Stated task: Select each line of the listing below that contains the string "person", treating uppercase and lowercase letters as distinct, and copy those lines in full.

Given data:
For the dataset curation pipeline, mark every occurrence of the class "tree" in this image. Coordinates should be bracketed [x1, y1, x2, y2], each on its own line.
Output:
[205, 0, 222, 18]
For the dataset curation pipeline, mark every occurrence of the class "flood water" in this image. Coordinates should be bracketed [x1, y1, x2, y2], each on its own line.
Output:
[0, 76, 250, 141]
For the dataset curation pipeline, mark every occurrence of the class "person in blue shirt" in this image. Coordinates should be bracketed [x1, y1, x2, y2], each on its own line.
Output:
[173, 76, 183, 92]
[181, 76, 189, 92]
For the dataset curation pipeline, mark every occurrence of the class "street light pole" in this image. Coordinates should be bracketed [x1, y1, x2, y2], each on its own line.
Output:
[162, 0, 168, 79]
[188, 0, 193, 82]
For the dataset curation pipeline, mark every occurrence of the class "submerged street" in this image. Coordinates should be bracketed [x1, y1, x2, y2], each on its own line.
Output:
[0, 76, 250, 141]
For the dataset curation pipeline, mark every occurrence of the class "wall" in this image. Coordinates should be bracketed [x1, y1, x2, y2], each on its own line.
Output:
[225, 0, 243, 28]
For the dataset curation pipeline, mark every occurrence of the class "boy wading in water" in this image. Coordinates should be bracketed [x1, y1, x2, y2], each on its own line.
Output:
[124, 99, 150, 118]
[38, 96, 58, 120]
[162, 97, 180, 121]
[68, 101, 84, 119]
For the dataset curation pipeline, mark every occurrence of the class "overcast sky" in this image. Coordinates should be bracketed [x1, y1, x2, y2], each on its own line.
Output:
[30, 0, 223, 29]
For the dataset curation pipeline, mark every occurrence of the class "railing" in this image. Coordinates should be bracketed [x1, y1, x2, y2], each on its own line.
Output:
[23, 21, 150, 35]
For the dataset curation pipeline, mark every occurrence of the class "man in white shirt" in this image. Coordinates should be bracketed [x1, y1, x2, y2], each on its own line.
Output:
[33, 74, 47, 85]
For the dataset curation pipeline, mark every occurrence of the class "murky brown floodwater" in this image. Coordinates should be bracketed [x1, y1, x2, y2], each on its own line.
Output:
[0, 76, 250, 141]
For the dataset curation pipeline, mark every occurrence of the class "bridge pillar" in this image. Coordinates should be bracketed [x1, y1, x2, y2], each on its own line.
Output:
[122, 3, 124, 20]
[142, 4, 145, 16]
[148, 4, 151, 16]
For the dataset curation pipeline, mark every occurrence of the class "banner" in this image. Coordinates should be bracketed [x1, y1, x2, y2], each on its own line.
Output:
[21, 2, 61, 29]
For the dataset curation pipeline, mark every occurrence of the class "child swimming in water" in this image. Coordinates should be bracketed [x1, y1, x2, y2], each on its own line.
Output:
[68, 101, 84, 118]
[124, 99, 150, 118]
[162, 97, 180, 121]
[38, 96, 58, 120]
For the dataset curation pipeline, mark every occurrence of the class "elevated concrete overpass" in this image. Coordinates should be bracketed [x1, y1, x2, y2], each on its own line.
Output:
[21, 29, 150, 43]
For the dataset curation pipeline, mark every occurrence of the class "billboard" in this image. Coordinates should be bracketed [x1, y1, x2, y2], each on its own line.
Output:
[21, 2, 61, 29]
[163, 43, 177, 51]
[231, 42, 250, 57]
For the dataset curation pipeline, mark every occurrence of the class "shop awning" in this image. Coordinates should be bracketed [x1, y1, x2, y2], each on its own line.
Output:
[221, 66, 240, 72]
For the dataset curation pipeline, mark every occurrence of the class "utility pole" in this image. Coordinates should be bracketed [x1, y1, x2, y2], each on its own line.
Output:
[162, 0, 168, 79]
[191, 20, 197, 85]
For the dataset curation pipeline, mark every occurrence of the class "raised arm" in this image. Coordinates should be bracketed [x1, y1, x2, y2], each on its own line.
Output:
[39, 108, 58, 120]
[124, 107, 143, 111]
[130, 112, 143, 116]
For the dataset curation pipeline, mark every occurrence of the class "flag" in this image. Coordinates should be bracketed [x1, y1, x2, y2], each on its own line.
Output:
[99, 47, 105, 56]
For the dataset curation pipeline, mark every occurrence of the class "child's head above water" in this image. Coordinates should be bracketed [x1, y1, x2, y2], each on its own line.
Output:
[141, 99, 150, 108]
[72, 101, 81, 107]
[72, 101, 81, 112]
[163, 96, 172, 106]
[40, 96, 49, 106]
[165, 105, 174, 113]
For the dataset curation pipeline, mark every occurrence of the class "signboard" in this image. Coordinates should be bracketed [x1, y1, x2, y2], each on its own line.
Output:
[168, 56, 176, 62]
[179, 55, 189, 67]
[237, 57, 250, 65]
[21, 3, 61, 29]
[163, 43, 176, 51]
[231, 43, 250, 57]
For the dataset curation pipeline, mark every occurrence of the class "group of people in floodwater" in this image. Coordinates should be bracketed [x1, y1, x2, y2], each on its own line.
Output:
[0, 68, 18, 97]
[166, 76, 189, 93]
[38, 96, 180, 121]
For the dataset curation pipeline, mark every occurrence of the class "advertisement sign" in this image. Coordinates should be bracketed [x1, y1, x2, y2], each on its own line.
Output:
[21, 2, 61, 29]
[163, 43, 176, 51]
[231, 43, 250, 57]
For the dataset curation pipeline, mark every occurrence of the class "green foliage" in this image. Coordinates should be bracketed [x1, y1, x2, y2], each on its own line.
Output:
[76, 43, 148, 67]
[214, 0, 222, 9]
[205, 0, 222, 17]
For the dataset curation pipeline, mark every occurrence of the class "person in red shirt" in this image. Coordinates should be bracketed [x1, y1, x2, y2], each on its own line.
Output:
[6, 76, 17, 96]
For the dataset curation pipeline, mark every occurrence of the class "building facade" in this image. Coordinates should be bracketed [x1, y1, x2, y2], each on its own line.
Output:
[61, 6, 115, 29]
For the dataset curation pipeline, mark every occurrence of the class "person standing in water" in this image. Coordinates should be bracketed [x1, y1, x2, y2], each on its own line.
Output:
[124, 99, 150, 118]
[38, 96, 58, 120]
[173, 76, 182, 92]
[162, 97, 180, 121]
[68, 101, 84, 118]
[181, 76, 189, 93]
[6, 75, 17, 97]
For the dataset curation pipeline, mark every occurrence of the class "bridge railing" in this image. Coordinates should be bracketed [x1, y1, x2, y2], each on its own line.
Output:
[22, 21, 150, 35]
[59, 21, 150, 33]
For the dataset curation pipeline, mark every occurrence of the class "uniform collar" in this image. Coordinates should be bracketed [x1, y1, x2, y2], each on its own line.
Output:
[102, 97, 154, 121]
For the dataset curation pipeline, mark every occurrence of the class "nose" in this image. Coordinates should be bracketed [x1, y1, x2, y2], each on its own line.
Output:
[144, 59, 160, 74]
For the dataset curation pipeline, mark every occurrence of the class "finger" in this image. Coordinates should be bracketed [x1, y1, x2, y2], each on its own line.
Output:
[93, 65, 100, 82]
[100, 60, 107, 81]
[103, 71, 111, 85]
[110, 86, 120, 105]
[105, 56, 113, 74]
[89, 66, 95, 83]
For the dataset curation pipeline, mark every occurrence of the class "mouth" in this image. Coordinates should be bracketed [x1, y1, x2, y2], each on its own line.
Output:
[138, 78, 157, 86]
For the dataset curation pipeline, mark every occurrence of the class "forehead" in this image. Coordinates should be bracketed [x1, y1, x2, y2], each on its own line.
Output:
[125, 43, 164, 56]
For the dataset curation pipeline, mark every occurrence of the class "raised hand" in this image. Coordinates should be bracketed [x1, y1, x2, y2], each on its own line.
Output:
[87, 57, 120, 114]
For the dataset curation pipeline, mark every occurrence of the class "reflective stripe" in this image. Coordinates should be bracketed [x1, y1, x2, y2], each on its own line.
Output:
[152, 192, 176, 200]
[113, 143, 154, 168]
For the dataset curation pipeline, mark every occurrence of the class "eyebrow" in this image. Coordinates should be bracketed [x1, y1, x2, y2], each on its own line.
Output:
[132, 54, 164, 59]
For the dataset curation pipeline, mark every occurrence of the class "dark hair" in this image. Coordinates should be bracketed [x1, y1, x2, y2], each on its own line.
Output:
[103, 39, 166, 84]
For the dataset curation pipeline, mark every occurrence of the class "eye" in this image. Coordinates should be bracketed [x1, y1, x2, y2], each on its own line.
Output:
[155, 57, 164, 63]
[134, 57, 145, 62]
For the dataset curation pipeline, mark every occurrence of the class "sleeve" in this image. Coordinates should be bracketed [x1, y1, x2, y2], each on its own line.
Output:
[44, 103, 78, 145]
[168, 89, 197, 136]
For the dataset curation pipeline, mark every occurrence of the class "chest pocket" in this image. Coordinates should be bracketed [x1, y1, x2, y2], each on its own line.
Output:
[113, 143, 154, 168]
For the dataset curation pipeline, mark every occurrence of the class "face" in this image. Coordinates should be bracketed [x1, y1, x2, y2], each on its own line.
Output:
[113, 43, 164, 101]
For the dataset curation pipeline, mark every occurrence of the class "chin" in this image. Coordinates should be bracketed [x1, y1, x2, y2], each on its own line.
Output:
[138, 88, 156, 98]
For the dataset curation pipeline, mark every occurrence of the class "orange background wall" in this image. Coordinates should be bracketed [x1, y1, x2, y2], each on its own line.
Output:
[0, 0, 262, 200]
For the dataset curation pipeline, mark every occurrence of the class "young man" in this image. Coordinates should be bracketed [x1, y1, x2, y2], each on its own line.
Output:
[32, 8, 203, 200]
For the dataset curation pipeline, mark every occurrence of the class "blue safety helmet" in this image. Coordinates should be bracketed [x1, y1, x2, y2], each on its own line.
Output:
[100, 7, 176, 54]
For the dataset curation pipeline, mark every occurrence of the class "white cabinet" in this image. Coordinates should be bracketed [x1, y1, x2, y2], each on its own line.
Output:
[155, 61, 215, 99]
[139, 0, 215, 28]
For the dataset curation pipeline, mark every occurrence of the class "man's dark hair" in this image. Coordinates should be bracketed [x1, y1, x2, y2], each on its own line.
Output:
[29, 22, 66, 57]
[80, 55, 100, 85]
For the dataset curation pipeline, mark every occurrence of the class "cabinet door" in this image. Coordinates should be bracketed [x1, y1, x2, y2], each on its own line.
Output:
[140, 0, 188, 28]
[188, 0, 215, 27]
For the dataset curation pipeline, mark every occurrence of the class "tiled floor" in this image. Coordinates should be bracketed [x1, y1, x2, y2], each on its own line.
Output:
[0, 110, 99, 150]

Exercise output:
For the dataset curation pipeline, mark every occurrence of the class "person in blue shirt" in this image. Coordinates should be bracketed [x1, y1, x2, y2], each on its own line.
For the dataset curation pipeline, mark every occurrence of the class "person in red shirt" in this image. Coordinates should be bracketed [x1, y1, x2, y2], each on its own line.
For the dataset curation pipeline, mark every occurrence of the class "person standing in water" in this image. Coordinates should be bracketed [x1, y1, x2, y2], each on its own line.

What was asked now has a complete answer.